Instruction 1: Why does the Iceage review say it is to the band's enormous credit that its sound has become so opulent?

Document extract:
══════════════════════════════

Iceage – Plowing Into the Field of Love

written by: October 7, 2014
Album-art-for-Plowing-Into-The-Field-Of-Love-by-Iceage Release Date: October 7, 2014

★★★★☆

It’s becoming clear the music industry prematurely judged Iceage. When these raucous Danes first emerged with the blistering thrash of New Brigade back in 2009, it felt like lightning in a bottle—an album by a fully-formed band that perfectly cross-bred punk and indie-rock into a form that both seasoned punks and the Williamsburg elite could unite on. Last year’s less frayed, but no less corrosive, You’re Nothing, advanced the narrative further while folding in more complicated structures (songs that reach past two minutes, intelligible lyrics) and an even more oppressive atmosphere.

Plowing Into the Field of Love, Iceage’s third album, completely changes the narrative. The album is so different that it feels like a totally different band—but this band is a fundamentally better one that is messier, but also far more ambitious and paradoxically formed. Whether it’s come through time or expanding influences, Iceage has a new-found clarity and sensuality in its songwriting, and it’s to the band’s enormous credit that its sound has become so opulent without losing the vacuum-sealed dread or chaotic abandon that Iceage made its name on.

Toning down the cascading guitars and dizzying time signatures that dominated the band’s previous output, Plowing Into the Field of Love skillfully pilfers from operatic art goths like Nick Cave and Scott Walker.

Iceage hasn’t just gone bigger, it’s spread out into rockabilly, goth-rock, folk, country, avant-garde and celtic-punk.

The tarantella opener “On My Fingers” firmly establishes these new muses with its scraping guitar, southern gothic piano, and a vocal delivery that sounds like it was recorded after singer Elias Bender Ronnenfelt polished off a bottle of cheap vodka and ran a marathon. Ronnenfelt’s slurring is so thick that the title line sounds less like words than the growls of a monster, and even with this increased unintelligibility, the imagery has never been stronger. Taking another page from Cave, Ronnenfelt’s voice pulses with a manic desperation. “On My Fingers” climaxes with Ronnenfelt singing, “I don’t care whose house is on fire/As long as I can warm myself.”

From then on, the album follows its own flow. “The Lord’s Favorite” kicks up dust like a regular cowpoke. Fondly recalling the grimy rockabilly of The Cramps and the feverish energy of The Gun Club, it’s pummeling punch-drunk rockabilly that equally belongs in arenas and dive bars. There’s a thrilling looseness and confidence that feels seismic to the band’s growth, even if some will find Ronnenfelt’s vocal style off-putting and abrasive.

══════════════════════════════

Instruction 2: Rewrite the entries from the line containing "Pick out every instance of the wrinkled hand" through the end of the entries, with "robe sleeve" changed to "habit sleeve" and everything else left as it is.

Entries supplied:
══════════════════════════════

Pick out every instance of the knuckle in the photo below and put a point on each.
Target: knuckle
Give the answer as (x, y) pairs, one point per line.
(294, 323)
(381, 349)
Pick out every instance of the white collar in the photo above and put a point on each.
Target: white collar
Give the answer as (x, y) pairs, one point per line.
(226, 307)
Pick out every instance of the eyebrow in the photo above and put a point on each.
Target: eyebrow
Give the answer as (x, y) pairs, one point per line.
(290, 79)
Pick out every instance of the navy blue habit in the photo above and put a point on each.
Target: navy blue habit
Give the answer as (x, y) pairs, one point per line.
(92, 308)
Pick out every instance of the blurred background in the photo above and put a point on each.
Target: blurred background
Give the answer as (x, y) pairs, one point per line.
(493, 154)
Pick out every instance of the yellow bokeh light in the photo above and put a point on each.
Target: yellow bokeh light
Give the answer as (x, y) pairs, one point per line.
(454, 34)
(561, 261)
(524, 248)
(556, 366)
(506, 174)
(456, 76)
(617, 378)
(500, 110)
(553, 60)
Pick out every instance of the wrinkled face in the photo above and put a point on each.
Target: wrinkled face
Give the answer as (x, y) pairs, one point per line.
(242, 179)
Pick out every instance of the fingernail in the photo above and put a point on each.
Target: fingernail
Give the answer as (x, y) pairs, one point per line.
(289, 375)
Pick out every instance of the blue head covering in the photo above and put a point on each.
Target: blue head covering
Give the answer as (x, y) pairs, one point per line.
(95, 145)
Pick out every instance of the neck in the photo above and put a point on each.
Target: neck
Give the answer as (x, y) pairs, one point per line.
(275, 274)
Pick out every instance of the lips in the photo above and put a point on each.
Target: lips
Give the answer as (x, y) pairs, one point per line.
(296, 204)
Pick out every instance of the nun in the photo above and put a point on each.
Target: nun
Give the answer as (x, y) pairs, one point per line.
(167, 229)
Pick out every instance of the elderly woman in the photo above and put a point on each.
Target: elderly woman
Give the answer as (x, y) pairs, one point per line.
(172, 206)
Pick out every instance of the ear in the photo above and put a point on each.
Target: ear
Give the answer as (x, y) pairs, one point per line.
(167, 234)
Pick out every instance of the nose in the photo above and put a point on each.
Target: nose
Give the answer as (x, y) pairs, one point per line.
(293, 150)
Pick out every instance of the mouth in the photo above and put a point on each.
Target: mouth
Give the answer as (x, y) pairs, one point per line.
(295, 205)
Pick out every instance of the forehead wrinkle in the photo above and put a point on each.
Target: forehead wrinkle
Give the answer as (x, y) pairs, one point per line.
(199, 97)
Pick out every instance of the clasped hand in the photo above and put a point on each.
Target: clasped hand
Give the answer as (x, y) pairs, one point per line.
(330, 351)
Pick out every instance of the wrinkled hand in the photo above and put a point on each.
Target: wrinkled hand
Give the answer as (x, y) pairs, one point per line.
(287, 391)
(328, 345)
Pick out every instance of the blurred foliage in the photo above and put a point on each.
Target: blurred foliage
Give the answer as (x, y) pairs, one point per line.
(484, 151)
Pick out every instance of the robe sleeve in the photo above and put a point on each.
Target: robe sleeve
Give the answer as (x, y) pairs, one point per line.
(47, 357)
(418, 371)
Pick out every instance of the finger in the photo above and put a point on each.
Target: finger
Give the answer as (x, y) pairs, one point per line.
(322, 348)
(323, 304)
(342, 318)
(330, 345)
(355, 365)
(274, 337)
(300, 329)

══════════════════════════════

Full answer 1: It is to the band's credit because Iceage's sound has grown opulent without losing the vacuum-sealed dread or chaotic abandon the band made its name on.

Full answer 2:
Pick out every instance of the wrinkled hand in the photo above and put a point on each.
Target: wrinkled hand
Give the answer as (x, y) pairs, one point per line.
(287, 391)
(328, 345)
Pick out every instance of the blurred foliage in the photo above and put a point on each.
Target: blurred foliage
Give the answer as (x, y) pairs, one point per line.
(484, 151)
Pick out every instance of the habit sleeve in the photo above and put a point on each.
Target: habit sleeve
Give the answer as (x, y) pairs, one point per line.
(47, 357)
(418, 371)
Pick out every instance of the finger in the photo above and put a point on each.
Target: finger
Give the answer as (x, y) pairs, one point per line.
(322, 348)
(323, 304)
(342, 318)
(330, 345)
(355, 365)
(274, 337)
(300, 329)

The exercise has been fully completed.